The task>
Rewrite the entries from the first line through the line containing "[100, 0, 197, 43]", switching "Annotate" to "Mark" and leaving everything else unchanged.

----------

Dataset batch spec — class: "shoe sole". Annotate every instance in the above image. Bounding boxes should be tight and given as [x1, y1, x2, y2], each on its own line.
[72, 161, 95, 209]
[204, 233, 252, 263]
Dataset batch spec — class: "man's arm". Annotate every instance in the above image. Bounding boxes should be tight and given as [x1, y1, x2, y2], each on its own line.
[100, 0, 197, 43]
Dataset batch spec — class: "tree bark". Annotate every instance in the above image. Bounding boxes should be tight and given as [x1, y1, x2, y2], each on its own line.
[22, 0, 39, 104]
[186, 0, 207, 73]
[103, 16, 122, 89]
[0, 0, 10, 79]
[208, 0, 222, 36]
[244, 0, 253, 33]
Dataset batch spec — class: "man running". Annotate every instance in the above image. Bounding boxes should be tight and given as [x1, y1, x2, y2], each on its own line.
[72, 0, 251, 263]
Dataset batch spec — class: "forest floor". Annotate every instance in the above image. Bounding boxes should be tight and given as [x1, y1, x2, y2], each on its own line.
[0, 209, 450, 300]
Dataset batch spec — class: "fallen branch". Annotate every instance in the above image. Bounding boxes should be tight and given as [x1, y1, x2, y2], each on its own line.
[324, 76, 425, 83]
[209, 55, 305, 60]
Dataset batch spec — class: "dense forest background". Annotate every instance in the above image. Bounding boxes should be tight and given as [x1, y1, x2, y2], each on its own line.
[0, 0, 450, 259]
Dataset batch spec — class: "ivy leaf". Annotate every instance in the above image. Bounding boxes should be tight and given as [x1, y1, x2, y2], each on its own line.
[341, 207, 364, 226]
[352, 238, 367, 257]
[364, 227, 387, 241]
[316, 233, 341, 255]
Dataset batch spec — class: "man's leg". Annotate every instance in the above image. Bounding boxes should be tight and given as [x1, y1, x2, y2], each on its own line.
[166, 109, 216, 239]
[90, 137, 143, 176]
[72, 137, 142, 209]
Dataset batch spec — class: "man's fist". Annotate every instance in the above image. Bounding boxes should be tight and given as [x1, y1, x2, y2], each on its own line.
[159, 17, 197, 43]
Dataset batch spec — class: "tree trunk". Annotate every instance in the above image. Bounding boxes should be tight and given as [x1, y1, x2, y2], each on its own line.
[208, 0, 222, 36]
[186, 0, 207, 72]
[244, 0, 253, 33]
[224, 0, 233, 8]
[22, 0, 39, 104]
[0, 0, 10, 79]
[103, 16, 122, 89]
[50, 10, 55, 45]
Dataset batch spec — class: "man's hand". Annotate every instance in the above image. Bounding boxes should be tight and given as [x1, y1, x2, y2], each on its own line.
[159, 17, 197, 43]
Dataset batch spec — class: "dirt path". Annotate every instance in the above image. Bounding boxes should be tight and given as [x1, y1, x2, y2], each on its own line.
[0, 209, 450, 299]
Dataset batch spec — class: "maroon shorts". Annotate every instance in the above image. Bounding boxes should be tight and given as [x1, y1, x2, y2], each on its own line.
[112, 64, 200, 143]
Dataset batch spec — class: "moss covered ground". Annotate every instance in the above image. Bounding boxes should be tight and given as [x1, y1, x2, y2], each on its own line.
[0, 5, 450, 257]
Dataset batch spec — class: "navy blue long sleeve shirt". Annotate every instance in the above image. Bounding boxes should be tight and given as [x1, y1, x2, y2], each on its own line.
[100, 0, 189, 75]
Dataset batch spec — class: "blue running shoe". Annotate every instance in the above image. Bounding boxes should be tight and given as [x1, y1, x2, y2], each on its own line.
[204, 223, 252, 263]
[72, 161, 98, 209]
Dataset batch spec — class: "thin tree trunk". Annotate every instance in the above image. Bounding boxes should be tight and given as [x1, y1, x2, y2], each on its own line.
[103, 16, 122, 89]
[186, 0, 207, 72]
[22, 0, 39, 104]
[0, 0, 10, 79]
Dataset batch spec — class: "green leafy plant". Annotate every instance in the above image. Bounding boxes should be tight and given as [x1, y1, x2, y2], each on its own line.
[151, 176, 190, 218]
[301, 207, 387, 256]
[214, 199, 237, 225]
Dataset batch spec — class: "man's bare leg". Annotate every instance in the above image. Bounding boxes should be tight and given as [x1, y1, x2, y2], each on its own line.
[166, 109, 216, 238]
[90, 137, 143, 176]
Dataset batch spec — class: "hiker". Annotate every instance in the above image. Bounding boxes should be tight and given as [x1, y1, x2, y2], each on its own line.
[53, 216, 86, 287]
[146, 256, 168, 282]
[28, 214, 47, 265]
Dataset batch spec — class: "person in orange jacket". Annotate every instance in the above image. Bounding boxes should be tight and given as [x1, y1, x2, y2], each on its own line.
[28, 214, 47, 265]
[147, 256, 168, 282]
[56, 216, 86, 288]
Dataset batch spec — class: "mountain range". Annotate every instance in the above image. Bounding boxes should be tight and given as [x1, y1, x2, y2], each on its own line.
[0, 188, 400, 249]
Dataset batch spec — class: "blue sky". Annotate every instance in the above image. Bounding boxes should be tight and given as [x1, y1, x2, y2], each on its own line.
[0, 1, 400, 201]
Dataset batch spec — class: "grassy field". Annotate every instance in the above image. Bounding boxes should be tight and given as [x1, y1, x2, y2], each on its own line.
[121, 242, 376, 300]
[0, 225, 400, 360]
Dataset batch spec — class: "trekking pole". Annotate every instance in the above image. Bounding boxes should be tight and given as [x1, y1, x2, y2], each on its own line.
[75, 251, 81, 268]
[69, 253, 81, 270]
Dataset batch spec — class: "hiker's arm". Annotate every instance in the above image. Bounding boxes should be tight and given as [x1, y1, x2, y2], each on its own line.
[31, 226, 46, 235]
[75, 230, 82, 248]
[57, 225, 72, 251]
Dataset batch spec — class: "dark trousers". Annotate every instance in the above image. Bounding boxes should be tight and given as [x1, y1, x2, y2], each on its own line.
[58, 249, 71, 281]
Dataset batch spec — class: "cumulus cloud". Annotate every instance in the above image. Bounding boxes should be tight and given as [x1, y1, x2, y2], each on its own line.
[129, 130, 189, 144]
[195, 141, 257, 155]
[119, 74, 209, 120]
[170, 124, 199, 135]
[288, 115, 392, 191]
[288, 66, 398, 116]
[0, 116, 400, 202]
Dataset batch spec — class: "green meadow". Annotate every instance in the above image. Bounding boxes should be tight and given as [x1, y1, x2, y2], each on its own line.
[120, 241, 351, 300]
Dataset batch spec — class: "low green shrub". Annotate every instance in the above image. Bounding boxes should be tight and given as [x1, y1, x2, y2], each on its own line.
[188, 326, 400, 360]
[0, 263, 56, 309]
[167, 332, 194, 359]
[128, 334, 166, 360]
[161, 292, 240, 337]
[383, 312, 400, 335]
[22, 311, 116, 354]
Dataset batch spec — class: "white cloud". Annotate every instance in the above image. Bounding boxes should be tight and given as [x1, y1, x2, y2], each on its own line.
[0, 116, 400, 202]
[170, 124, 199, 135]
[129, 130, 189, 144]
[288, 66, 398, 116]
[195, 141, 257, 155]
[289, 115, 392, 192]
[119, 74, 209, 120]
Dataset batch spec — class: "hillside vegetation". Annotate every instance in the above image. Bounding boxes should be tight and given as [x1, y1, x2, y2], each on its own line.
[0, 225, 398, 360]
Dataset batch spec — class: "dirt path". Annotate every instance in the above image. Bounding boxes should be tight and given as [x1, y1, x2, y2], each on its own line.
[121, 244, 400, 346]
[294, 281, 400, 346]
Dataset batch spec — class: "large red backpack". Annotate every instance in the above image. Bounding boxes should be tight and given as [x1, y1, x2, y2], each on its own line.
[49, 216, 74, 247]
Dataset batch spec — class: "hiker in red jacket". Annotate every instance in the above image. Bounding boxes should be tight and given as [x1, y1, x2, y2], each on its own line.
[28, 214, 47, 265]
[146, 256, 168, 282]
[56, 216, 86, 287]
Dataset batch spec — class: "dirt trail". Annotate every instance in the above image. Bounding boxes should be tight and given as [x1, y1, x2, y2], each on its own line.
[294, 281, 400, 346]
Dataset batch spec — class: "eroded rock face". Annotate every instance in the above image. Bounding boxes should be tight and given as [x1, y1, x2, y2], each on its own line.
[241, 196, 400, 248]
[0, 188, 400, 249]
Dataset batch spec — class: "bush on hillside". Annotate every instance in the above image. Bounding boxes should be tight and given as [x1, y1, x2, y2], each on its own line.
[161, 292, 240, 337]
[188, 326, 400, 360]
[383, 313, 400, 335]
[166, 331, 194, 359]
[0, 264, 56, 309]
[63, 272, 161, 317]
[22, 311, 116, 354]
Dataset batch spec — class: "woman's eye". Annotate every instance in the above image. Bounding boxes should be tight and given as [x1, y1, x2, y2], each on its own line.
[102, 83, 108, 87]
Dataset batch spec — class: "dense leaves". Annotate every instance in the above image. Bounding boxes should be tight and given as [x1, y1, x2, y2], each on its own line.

----------

Output for this exercise>
Dataset batch spec — class: "shoe sole". Mark every instance in the above image. Bounding boxes should be tight and given as [x1, y1, x2, y2], each on its own line.
[72, 161, 95, 209]
[204, 233, 252, 263]
Dataset batch spec — class: "man's arm". Mark every instance in the above image. Bounding boxes should be tight and given as [x1, y1, x2, y2], each on its own line.
[100, 0, 197, 43]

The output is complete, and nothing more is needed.